> **Task goal**
Look for the string "shirt" in the data below, and copy each line that holds it.

> **Entries provided**
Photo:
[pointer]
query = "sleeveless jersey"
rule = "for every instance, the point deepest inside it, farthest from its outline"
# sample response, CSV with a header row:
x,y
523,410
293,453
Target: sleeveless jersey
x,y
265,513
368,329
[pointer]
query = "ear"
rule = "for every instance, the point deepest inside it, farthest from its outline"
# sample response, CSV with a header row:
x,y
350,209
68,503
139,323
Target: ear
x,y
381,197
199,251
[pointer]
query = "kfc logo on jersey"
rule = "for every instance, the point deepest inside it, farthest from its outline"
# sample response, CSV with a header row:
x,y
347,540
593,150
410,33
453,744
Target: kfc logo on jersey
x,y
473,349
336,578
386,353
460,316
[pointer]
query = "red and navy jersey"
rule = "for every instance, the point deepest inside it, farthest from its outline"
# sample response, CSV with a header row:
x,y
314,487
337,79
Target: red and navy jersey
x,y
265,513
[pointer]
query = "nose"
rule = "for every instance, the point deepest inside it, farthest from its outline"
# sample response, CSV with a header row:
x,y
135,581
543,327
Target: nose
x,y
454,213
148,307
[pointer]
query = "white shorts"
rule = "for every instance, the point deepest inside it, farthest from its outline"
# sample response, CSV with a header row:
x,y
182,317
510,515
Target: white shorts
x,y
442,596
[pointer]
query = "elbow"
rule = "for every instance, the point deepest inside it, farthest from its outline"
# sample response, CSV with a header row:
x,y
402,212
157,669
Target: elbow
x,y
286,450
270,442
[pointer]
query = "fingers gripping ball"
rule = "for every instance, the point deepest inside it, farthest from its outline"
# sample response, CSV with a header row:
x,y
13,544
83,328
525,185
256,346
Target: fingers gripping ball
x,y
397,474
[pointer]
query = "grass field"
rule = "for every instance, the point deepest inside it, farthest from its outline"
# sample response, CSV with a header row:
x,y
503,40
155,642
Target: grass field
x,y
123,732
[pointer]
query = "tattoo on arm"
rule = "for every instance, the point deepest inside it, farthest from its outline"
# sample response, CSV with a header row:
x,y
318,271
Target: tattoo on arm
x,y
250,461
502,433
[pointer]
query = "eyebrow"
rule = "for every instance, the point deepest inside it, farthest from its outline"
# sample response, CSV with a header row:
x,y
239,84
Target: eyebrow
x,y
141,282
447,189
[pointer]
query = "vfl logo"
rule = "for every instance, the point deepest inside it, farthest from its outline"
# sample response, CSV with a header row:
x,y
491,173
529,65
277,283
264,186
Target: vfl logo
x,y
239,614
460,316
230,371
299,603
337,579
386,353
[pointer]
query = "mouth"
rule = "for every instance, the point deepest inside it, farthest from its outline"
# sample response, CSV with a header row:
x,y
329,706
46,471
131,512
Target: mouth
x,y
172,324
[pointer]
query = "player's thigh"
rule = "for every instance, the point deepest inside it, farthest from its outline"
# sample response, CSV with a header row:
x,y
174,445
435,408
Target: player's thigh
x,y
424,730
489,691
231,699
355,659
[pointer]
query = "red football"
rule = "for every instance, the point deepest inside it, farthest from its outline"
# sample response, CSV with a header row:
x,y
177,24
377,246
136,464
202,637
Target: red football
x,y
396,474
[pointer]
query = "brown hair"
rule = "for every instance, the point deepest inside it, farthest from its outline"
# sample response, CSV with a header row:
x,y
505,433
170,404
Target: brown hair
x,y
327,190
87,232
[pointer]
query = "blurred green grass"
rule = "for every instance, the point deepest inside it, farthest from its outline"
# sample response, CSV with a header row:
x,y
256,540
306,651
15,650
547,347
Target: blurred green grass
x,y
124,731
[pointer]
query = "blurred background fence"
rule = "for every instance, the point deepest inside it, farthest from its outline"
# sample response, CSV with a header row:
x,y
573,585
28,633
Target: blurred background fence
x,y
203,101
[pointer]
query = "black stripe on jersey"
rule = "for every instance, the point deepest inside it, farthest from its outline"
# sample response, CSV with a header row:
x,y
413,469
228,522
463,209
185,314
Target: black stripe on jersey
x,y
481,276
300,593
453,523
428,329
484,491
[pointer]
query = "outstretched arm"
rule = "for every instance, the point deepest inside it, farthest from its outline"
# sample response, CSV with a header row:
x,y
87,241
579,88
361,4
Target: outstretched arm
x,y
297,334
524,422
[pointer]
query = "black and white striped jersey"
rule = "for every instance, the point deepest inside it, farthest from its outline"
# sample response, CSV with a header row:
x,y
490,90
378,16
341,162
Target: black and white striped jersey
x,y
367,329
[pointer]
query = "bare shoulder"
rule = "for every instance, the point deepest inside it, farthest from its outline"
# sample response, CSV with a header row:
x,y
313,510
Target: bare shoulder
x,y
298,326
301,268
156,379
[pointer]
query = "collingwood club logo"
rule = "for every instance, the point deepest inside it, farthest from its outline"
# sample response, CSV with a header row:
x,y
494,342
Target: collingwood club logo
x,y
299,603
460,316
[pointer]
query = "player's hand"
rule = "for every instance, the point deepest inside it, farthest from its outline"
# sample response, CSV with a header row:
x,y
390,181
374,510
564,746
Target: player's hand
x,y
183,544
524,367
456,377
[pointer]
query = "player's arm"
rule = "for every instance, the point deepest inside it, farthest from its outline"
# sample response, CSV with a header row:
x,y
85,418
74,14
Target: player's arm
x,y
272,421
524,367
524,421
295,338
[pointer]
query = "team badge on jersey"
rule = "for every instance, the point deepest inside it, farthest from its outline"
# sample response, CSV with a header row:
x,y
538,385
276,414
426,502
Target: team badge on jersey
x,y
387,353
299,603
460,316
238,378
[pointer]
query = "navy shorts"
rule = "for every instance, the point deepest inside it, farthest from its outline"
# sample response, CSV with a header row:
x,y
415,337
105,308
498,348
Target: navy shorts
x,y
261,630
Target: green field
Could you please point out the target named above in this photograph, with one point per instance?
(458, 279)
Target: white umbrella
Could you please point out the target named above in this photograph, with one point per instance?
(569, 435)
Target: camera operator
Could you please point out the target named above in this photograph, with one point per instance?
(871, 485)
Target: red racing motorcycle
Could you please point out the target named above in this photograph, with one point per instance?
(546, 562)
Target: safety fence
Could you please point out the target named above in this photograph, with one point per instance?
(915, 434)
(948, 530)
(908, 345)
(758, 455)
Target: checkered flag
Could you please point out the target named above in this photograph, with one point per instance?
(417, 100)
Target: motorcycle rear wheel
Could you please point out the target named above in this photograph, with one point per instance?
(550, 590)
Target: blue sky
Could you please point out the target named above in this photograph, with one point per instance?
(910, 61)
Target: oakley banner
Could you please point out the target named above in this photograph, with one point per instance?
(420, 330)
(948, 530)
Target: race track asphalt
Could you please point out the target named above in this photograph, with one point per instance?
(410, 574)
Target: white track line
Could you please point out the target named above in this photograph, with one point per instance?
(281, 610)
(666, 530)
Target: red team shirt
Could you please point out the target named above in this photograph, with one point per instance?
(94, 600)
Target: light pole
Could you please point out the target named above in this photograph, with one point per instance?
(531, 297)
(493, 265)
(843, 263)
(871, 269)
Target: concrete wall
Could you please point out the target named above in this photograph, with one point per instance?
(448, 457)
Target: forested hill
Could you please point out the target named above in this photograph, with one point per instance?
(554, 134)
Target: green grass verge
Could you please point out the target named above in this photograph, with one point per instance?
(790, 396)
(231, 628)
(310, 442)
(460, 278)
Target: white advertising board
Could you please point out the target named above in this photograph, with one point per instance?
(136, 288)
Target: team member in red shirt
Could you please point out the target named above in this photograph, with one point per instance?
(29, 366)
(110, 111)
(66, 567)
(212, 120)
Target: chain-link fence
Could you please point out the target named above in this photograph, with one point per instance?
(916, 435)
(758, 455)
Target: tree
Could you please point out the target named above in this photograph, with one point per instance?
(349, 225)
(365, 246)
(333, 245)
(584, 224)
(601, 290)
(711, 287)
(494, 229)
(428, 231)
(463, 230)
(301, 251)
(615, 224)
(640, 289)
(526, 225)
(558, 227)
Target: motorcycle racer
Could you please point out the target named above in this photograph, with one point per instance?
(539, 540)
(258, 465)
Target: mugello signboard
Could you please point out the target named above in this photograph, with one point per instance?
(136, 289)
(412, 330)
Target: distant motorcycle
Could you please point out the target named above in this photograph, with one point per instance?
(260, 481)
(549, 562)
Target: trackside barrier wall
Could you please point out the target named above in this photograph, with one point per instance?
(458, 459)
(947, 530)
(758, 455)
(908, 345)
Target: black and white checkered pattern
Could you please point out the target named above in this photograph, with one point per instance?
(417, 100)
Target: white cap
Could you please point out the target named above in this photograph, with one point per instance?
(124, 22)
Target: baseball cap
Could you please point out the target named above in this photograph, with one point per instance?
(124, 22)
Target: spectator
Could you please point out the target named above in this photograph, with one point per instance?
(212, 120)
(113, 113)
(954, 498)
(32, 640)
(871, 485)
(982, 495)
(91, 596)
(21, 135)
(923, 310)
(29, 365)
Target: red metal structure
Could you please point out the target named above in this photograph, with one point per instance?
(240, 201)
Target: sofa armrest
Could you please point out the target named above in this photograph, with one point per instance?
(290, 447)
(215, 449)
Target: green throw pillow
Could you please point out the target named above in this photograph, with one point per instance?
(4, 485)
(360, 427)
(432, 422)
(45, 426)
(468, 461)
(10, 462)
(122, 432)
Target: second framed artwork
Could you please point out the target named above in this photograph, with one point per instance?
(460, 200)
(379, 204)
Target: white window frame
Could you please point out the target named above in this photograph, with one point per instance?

> **Written solution**
Target: red team shirt
Target: team member in red shirt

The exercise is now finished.